> [Selected passage]:
------------------------------------------------------------------------

See for example How to multiply a register by 37 using only 2 consecutive leal instructions in x86?
In C, it's like uintptr_t foo = (uintptr_t) &arr[idx]. Note the & to give you arr + idx (scaling for the object size of arr since this is C not asm). In C, this would be abuse of the language syntax and types, but in x86 assembly pointers and integers are the same thing. Everything is just bytes, and it's up to the program put instructions in the right order to get useful results.
Effective address is a technical term in x86: it means the "offset" part of a seg:off logical address, especially when a base_reg + index*scale + displacement calculation was needed. e.g. the rax + (rcx<<2) in a %gs:(%rax,%rcx,4) addressing mode. (But EA still applies to %rdi for stosb, or the absolute displacement for movabs load/store, or other cases without a ModRM addr mode). Its use in this context doesn't mean it must be a valid / useful memory address, it's telling you that the calculation doesn't involve the segment base so it's not calculating a linear address. (Adding the seg base would make it unusable for actual address math in a non-flat memory model.)
The original designer / architect of 8086's instruction set (Stephen Morse) might or might not have had pointer math in mind as the main use-case, but modern compilers think of it as just another option for doing arithmetic on pointers / integers, and so should humans.

------------------------------------------------------------------------

> [Pointing and labeling entries]:
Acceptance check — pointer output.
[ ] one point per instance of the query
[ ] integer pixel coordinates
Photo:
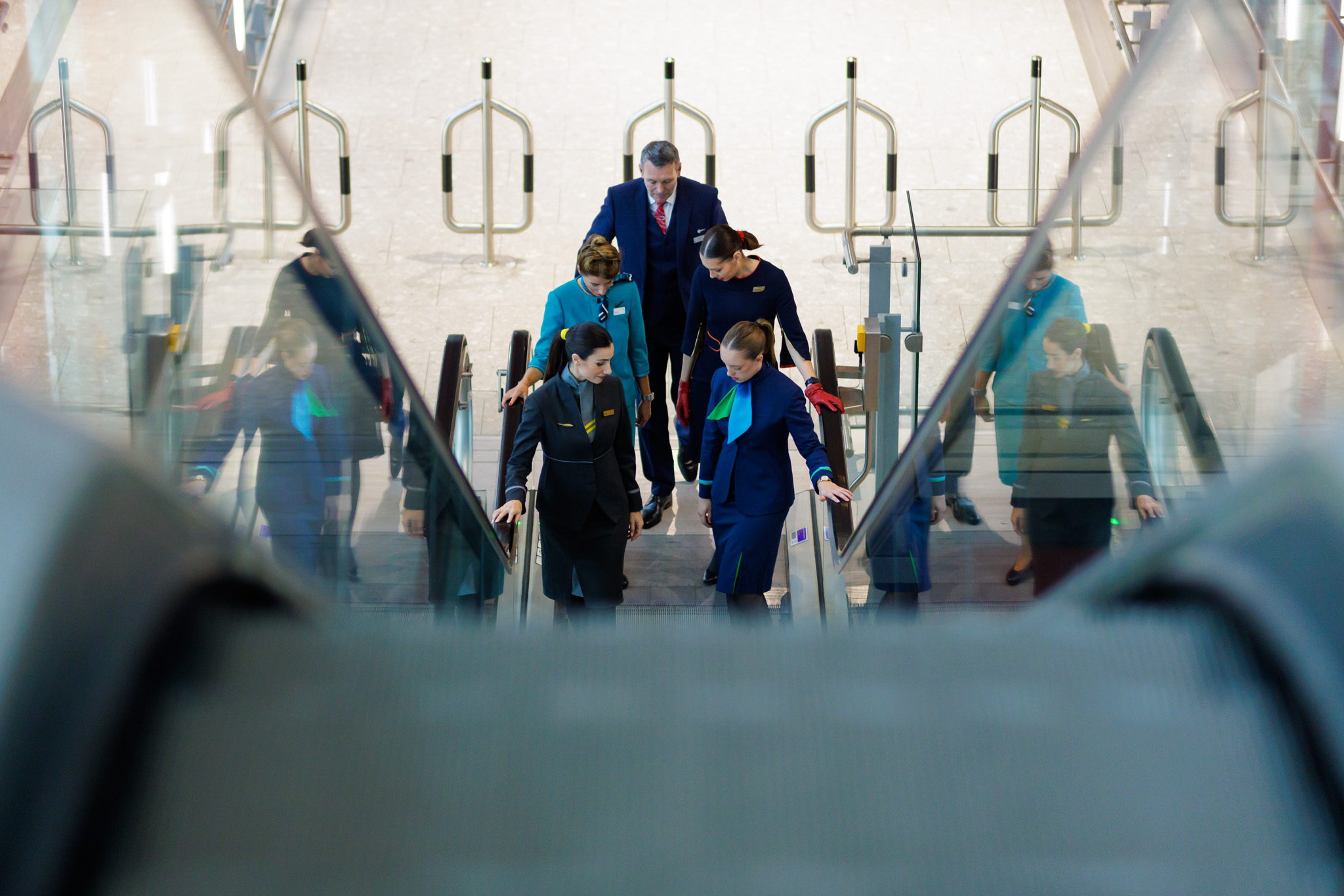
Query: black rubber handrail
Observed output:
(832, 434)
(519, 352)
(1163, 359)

------------------------------------------------------------------------

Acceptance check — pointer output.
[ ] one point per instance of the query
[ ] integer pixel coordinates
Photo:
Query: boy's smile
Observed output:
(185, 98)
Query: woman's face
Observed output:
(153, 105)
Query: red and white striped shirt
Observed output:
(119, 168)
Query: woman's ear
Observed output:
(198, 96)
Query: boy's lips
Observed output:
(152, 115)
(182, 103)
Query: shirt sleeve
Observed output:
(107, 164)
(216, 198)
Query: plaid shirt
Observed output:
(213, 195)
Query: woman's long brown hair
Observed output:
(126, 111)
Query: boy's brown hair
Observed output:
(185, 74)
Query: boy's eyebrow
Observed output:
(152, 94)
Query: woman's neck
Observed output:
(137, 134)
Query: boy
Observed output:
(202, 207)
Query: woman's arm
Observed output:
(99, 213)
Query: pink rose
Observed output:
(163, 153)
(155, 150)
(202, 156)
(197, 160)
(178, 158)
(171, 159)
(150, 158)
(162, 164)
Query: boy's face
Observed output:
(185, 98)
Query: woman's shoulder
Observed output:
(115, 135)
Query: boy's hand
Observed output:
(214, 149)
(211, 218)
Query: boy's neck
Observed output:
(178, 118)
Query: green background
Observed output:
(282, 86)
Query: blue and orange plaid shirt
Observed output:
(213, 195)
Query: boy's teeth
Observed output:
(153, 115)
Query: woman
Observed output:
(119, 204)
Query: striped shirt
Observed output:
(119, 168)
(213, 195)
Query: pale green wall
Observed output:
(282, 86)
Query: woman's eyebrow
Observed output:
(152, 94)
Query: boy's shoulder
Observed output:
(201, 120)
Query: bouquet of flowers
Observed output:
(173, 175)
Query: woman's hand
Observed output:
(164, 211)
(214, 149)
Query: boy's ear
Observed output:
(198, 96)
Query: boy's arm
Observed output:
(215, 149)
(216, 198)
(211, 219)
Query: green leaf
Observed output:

------------------------------------------------------------------------

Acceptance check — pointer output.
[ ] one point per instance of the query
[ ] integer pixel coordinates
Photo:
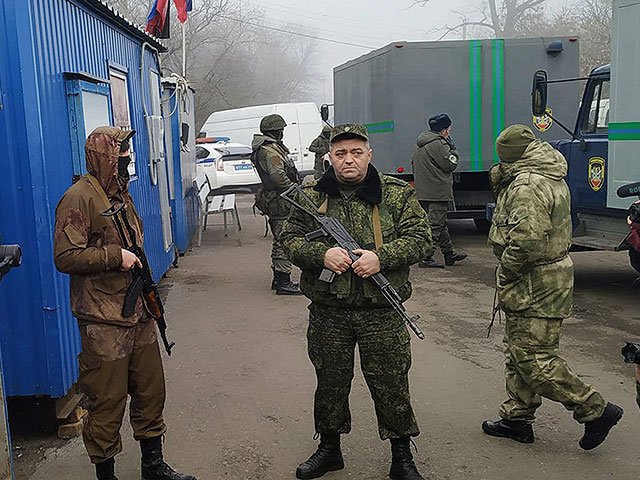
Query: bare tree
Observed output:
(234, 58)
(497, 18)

------------------------------------------------------------------------

> [Actions to take]:
1. Write out the x86 addressing passage word for word, starting with "The original designer" and going on through "so should humans.".
2. According to the x86 addressing passage, who was the original designer of the 8086 instruction set?
This material was drawn from a separate source.

> [Outputs by task]:
1.
The original designer / architect of 8086's instruction set (Stephen Morse) might or might not have had pointer math in mind as the main use-case, but modern compilers think of it as just another option for doing arithmetic on pointers / integers, and so should humans.

2. Stephen Morse